§ Source records:
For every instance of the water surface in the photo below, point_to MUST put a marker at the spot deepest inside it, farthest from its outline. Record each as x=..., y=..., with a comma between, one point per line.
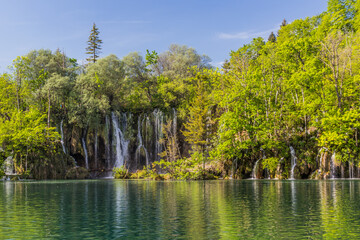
x=244, y=209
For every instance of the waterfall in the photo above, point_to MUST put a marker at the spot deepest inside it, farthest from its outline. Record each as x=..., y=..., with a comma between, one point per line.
x=107, y=145
x=174, y=121
x=267, y=172
x=254, y=172
x=62, y=135
x=141, y=145
x=95, y=149
x=121, y=143
x=351, y=170
x=85, y=151
x=293, y=162
x=158, y=117
x=9, y=166
x=332, y=165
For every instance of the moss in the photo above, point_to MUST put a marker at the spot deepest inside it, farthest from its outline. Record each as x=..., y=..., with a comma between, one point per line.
x=77, y=173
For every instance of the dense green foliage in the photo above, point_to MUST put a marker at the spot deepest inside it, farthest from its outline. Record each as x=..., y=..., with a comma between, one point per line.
x=300, y=89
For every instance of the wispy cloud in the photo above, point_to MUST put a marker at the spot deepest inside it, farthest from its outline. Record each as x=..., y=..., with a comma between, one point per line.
x=247, y=34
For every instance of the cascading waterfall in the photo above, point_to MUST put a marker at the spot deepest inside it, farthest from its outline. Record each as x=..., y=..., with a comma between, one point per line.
x=158, y=117
x=141, y=145
x=83, y=141
x=174, y=121
x=121, y=143
x=254, y=172
x=9, y=166
x=351, y=169
x=293, y=162
x=107, y=145
x=332, y=165
x=95, y=149
x=267, y=170
x=62, y=135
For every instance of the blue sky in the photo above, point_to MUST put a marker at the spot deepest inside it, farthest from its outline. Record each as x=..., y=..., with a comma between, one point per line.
x=212, y=27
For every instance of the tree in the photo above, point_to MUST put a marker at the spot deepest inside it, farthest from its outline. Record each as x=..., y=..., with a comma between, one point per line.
x=196, y=128
x=272, y=37
x=94, y=43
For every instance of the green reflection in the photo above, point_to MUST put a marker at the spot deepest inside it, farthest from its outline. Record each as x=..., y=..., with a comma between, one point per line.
x=115, y=209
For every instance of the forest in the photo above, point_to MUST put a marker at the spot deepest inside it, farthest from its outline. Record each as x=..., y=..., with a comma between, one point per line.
x=283, y=107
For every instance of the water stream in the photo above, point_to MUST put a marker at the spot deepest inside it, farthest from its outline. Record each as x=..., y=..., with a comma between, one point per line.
x=293, y=162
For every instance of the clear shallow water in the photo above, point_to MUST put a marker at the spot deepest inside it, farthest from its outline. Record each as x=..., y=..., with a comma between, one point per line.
x=115, y=209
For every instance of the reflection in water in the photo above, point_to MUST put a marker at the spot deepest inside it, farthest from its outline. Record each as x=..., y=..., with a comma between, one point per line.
x=110, y=209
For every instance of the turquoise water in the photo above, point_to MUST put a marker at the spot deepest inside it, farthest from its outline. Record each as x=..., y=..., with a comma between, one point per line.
x=229, y=209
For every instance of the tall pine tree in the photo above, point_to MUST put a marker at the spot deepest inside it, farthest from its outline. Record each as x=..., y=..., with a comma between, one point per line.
x=94, y=43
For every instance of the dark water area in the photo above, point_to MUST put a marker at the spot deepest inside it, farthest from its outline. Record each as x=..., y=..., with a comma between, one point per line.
x=229, y=209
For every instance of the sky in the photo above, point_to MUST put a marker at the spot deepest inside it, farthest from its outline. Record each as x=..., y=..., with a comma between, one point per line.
x=212, y=27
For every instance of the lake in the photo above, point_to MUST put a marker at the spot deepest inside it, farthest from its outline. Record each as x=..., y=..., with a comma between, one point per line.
x=223, y=209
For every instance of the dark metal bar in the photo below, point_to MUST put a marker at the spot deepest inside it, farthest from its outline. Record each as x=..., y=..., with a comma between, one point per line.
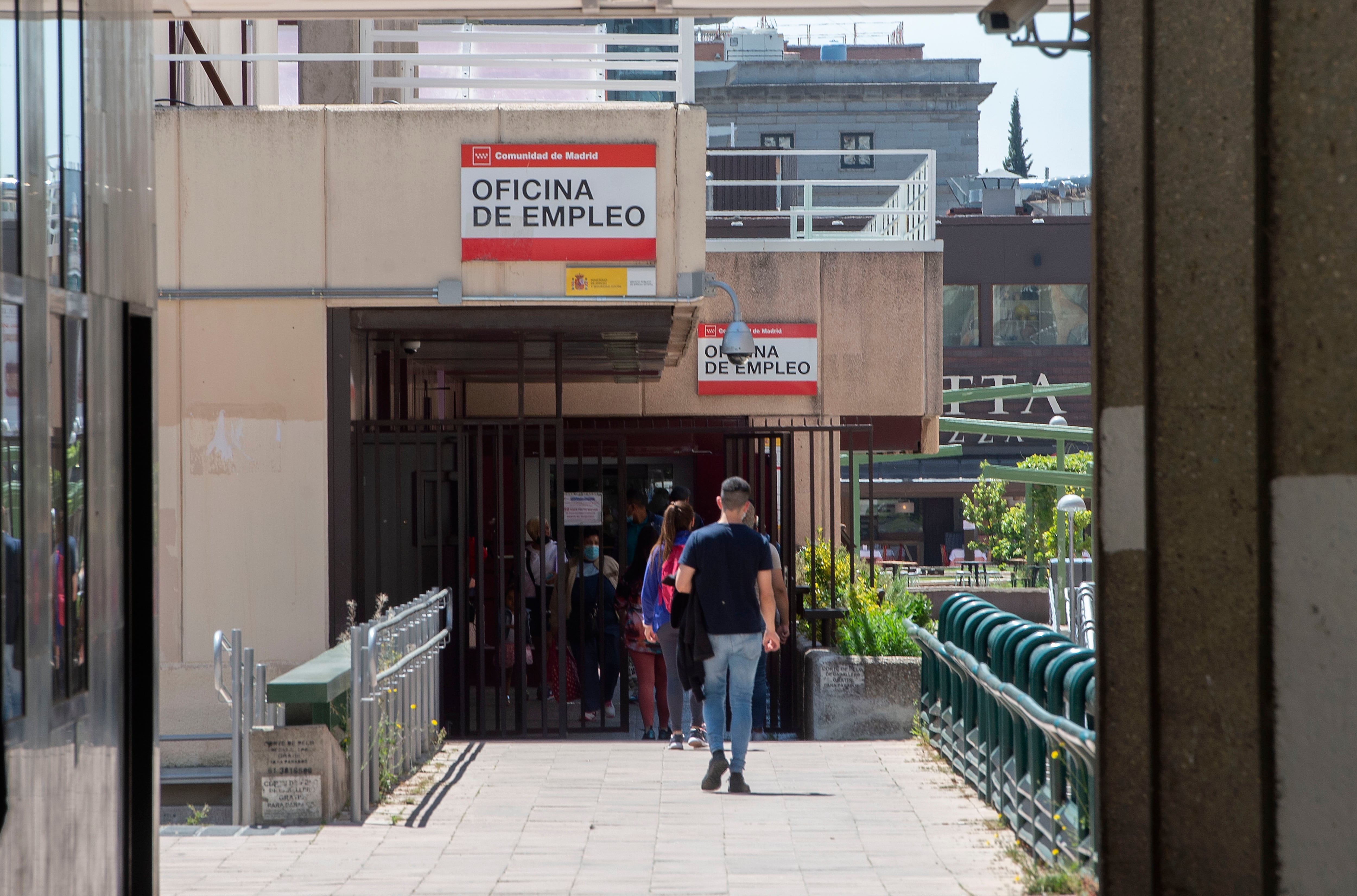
x=212, y=72
x=501, y=684
x=459, y=615
x=564, y=600
x=481, y=586
x=623, y=692
x=815, y=567
x=561, y=374
x=872, y=503
x=561, y=485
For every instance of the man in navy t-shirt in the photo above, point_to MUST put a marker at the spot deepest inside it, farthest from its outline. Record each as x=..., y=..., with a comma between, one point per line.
x=728, y=564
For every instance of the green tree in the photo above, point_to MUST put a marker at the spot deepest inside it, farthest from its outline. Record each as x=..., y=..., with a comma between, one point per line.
x=1017, y=162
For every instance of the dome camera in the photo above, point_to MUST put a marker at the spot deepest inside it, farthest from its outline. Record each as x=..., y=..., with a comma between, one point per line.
x=739, y=343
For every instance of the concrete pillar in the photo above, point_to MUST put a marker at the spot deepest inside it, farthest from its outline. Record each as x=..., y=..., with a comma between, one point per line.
x=1225, y=146
x=328, y=82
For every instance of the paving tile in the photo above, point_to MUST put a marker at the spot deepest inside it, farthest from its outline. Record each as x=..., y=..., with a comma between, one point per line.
x=615, y=816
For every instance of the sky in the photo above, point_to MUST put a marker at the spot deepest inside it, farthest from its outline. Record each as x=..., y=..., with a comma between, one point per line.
x=1054, y=94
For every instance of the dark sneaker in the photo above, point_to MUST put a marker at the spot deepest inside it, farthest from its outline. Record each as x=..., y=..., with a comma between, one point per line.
x=717, y=768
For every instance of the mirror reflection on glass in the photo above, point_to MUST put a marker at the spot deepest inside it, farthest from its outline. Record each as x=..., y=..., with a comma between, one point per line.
x=66, y=417
x=11, y=518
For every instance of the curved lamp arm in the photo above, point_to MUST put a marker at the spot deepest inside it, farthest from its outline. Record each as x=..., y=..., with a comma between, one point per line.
x=729, y=293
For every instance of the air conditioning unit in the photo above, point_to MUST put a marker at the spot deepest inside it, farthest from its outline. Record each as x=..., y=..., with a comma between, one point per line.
x=754, y=45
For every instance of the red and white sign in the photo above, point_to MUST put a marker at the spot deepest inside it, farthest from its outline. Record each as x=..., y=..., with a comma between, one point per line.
x=785, y=362
x=579, y=203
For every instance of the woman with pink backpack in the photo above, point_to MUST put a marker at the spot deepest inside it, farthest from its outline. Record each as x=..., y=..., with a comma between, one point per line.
x=656, y=600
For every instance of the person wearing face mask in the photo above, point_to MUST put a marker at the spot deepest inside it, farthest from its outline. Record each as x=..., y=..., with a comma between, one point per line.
x=683, y=496
x=587, y=602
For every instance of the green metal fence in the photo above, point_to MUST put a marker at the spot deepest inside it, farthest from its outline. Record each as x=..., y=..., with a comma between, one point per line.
x=1010, y=705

§ Job:
Reproduce the lines of the entries above exactly, but only from the line containing "For every instance of the curved" through the final line.

§ Result for this task:
For every instance of the curved lamp arm in the photo above, point_to MUST put a marker at the spot deepest inside it, farthest from its outline. Record each as x=..., y=..., with a comma between, one point per line.
x=729, y=293
For every instance of the air conditioning unit in the photo above, point_to MUST put a marker at the spot deepest inside it, farthest from its outline. Record each as x=..., y=..., with a comma between, one point per line.
x=754, y=45
For every instance of the red and white sign in the photo above, point_to MUST put a marker at the spot deepest inside it, farthest from its outline. Record each as x=..., y=..., with a comma between, one point per line.
x=785, y=362
x=579, y=203
For every instance of the woman with pink backpack in the photo above, point_to MUST put a marker at the spot deepest inside it, farthest from its outline. Record each as x=..., y=..., with a comma between, one point per line.
x=656, y=600
For every instance of the person wearing face mask in the photo above, point_to MUST put a marker at the spot deepest inside it, farthest from its outline. Record each as x=..., y=..., with a comma between, one point per line.
x=683, y=496
x=587, y=602
For every instance of the green metal fence in the photo above, point_to MUST put a marker at the spot deepest inside it, farthest from its outline. Record each as x=..., y=..., with a comma between, one point per line.
x=1010, y=705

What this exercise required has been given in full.